How to complete this task: Copying nothing before it, reproduce the line that holds "x=288, y=363" and every line after it in the data, exactly.

* * * * * * * * *

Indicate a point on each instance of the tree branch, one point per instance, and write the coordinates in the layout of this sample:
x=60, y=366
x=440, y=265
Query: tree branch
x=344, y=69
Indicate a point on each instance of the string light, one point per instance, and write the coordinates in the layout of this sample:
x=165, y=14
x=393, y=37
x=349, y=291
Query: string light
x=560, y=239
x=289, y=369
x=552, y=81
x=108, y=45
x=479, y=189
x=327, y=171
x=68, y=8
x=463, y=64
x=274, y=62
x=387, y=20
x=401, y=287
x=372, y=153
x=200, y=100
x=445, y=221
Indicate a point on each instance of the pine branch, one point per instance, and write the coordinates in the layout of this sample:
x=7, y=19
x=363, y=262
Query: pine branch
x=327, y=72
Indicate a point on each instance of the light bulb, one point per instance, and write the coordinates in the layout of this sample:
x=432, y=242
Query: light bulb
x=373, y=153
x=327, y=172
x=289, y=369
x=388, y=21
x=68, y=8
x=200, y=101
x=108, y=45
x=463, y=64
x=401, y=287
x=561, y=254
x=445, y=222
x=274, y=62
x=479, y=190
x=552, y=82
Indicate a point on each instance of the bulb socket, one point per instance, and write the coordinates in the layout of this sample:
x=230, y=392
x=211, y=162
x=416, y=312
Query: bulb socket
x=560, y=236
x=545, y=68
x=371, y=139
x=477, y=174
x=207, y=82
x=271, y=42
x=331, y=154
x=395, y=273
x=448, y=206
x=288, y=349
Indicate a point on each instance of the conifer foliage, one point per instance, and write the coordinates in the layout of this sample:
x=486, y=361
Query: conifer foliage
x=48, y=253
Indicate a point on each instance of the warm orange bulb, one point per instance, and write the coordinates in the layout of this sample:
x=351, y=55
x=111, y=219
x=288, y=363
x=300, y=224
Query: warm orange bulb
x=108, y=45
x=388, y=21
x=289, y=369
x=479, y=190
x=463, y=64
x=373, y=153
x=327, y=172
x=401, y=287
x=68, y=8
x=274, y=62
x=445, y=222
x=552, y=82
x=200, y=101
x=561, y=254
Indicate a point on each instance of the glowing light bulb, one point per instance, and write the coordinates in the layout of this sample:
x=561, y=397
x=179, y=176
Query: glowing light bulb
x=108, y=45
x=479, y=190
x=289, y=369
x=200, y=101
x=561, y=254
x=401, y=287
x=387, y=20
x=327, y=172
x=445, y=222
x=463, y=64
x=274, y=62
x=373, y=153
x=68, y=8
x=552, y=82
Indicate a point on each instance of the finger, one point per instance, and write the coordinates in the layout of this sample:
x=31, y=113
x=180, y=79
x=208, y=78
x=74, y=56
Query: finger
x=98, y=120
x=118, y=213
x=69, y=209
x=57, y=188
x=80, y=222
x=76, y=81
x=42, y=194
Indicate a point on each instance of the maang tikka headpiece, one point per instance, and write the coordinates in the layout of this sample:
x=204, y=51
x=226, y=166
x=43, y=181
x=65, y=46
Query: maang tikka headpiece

* * * * * * * * *

Problem solution:
x=288, y=363
x=300, y=224
Query: warm orange bulb
x=108, y=45
x=388, y=21
x=289, y=369
x=479, y=190
x=463, y=64
x=373, y=153
x=327, y=172
x=401, y=287
x=68, y=8
x=274, y=62
x=445, y=222
x=552, y=82
x=200, y=101
x=561, y=254
Indicate a point on each instance of the glowing light bulb, one point per instance, and write the coordinates in the layout of this sample:
x=561, y=397
x=179, y=176
Query: glowing light bulb
x=108, y=45
x=479, y=190
x=289, y=369
x=200, y=101
x=561, y=254
x=401, y=287
x=387, y=20
x=327, y=172
x=445, y=222
x=463, y=64
x=274, y=62
x=373, y=153
x=68, y=8
x=552, y=82
Indicate a point on each instance of the finger, one point per instance, and write the coordinates in the layout of this sample:
x=31, y=113
x=180, y=79
x=208, y=78
x=74, y=56
Query: finger
x=98, y=120
x=118, y=213
x=69, y=209
x=57, y=188
x=80, y=222
x=76, y=81
x=42, y=194
Indicate a point on each instance of the maang tikka headpiece, one point per instance, and write the coordinates in the layout of this sample:
x=204, y=51
x=226, y=166
x=43, y=181
x=65, y=46
Query: maang tikka headpiece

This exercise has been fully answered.